Data under study »
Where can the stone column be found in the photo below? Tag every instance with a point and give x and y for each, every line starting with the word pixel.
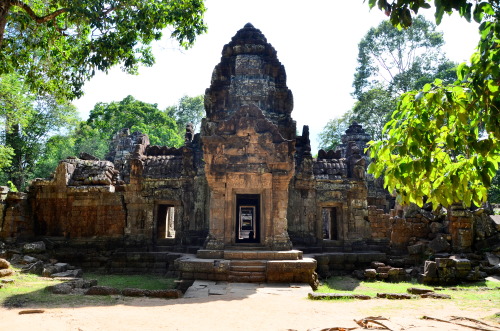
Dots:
pixel 215 239
pixel 279 236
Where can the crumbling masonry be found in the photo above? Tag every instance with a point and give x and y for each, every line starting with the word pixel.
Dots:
pixel 246 185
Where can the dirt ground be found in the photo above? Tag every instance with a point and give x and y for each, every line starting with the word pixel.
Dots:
pixel 268 310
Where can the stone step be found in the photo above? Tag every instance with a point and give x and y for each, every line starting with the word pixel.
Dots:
pixel 248 268
pixel 247 247
pixel 255 278
pixel 248 263
pixel 249 254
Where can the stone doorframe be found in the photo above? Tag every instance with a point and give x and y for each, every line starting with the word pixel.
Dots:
pixel 342 226
pixel 177 216
pixel 230 225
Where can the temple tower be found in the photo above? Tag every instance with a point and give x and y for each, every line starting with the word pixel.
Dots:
pixel 248 139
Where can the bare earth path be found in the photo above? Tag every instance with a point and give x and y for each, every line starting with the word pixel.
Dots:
pixel 251 308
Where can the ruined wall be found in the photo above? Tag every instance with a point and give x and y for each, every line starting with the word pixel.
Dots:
pixel 15 215
pixel 79 202
pixel 246 154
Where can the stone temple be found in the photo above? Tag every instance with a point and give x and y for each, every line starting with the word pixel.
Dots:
pixel 246 188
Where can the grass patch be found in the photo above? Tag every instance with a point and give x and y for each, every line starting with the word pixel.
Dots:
pixel 144 282
pixel 352 285
pixel 31 290
pixel 465 295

Task item » Wherever the word "stone" appears in the entries above, copy that line.

Exercise result »
Where can the stone column be found in the photo below? Tag every instance with a point and give x and y for each, every line starting with the word pixel.
Where can the stone step be found in the photo above? Tag every instance with a point and give x and y for each, every line starting with the word pixel.
Where can the stone doorframe be found in the photo above? Tag every instance with a point and give x and y for each, every line starting with the word pixel.
Where can the stone temple be found in the photo above? Tag every instance with a point and give x and y for each, every line starting with the word pixel.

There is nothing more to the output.